* _Problem to work on_: Show each line of the rows below that contains the string "knee". Matching is case-sensitive.

Pointing and labeling rows
^^^^

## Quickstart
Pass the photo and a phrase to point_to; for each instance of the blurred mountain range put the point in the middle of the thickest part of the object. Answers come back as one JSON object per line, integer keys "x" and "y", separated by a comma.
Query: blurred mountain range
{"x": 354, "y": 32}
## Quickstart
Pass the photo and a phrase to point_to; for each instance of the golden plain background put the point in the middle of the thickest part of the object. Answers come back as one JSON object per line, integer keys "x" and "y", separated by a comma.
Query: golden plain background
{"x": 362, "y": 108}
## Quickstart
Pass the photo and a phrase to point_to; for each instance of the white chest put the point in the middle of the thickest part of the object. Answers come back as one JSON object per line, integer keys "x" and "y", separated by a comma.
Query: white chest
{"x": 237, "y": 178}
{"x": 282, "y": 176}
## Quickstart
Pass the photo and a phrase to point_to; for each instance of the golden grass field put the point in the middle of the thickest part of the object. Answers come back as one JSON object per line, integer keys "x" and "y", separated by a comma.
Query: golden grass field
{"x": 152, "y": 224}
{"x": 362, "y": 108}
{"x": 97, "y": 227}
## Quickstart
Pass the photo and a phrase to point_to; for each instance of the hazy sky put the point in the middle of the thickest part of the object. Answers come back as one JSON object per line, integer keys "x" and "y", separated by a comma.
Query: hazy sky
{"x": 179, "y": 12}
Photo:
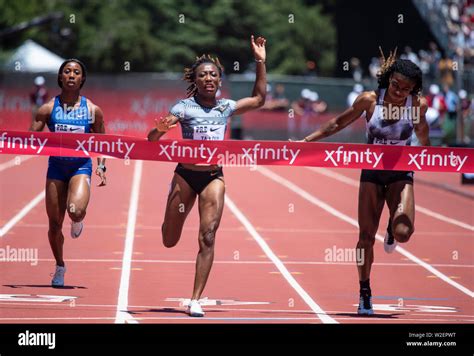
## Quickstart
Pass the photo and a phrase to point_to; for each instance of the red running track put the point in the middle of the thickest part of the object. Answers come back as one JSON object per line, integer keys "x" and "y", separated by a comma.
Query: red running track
{"x": 276, "y": 259}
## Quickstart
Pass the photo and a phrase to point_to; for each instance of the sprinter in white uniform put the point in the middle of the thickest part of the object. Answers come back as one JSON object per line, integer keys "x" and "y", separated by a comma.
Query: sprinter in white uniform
{"x": 203, "y": 117}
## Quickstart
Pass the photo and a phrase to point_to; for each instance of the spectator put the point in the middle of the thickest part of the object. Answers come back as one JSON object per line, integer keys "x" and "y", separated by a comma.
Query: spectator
{"x": 276, "y": 100}
{"x": 358, "y": 88}
{"x": 356, "y": 69}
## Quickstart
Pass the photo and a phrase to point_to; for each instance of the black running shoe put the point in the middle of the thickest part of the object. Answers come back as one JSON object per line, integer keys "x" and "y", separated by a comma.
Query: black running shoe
{"x": 365, "y": 303}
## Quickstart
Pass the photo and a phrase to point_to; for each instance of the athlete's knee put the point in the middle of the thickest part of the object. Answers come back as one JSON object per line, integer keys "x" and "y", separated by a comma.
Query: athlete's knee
{"x": 366, "y": 239}
{"x": 402, "y": 232}
{"x": 207, "y": 234}
{"x": 55, "y": 226}
{"x": 169, "y": 239}
{"x": 76, "y": 213}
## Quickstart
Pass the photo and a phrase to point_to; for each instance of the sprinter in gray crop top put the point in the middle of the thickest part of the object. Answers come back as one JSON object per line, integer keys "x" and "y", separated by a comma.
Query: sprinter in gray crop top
{"x": 203, "y": 117}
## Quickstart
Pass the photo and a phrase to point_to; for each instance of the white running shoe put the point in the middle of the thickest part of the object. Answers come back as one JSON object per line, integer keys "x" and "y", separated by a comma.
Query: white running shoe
{"x": 58, "y": 279}
{"x": 389, "y": 243}
{"x": 194, "y": 309}
{"x": 76, "y": 229}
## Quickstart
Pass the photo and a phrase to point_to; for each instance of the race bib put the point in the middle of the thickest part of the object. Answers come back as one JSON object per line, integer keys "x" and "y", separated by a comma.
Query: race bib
{"x": 68, "y": 128}
{"x": 383, "y": 141}
{"x": 209, "y": 132}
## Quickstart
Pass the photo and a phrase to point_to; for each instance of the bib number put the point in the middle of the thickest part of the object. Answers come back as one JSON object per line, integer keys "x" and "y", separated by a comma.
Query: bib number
{"x": 209, "y": 132}
{"x": 68, "y": 128}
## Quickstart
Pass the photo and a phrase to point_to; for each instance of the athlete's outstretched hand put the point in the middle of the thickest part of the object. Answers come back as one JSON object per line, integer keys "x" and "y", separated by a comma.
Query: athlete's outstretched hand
{"x": 103, "y": 178}
{"x": 258, "y": 48}
{"x": 164, "y": 124}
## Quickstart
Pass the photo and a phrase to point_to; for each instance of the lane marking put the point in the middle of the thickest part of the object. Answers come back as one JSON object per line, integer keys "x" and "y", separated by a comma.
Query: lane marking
{"x": 21, "y": 214}
{"x": 122, "y": 316}
{"x": 277, "y": 262}
{"x": 352, "y": 182}
{"x": 36, "y": 298}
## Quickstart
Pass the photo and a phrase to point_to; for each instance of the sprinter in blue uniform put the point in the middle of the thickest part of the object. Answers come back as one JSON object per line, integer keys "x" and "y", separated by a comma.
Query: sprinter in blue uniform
{"x": 203, "y": 117}
{"x": 68, "y": 178}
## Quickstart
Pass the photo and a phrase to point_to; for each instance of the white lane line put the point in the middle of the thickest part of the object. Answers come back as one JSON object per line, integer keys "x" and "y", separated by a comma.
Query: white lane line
{"x": 181, "y": 319}
{"x": 14, "y": 162}
{"x": 122, "y": 316}
{"x": 21, "y": 214}
{"x": 281, "y": 267}
{"x": 312, "y": 199}
{"x": 349, "y": 181}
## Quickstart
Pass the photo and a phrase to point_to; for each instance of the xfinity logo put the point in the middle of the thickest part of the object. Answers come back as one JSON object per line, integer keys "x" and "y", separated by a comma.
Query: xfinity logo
{"x": 105, "y": 147}
{"x": 438, "y": 160}
{"x": 339, "y": 156}
{"x": 23, "y": 143}
{"x": 250, "y": 155}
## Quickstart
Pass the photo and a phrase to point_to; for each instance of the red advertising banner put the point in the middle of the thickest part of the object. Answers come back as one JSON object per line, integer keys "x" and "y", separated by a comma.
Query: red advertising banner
{"x": 241, "y": 153}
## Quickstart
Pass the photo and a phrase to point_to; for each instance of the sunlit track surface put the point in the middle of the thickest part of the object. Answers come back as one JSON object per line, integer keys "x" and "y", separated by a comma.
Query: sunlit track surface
{"x": 300, "y": 276}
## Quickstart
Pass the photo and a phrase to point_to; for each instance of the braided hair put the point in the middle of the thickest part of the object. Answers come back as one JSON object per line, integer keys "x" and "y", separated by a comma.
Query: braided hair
{"x": 190, "y": 73}
{"x": 83, "y": 67}
{"x": 405, "y": 67}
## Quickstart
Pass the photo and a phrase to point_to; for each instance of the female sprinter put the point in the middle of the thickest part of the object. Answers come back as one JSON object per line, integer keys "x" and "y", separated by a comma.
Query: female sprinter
{"x": 203, "y": 117}
{"x": 399, "y": 87}
{"x": 68, "y": 178}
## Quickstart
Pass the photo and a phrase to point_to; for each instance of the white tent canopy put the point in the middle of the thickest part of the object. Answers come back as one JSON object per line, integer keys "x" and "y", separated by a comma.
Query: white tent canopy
{"x": 31, "y": 57}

^^^^

* _Correct answer_:
Pass the photo and a phrase to point_to; for each instance of the athlete's knee put the point in the middle of the thickest part of the object. Answers come back as one JSON object per line, integer keys "x" and "y", separated by a comma.
Query: athlete's knee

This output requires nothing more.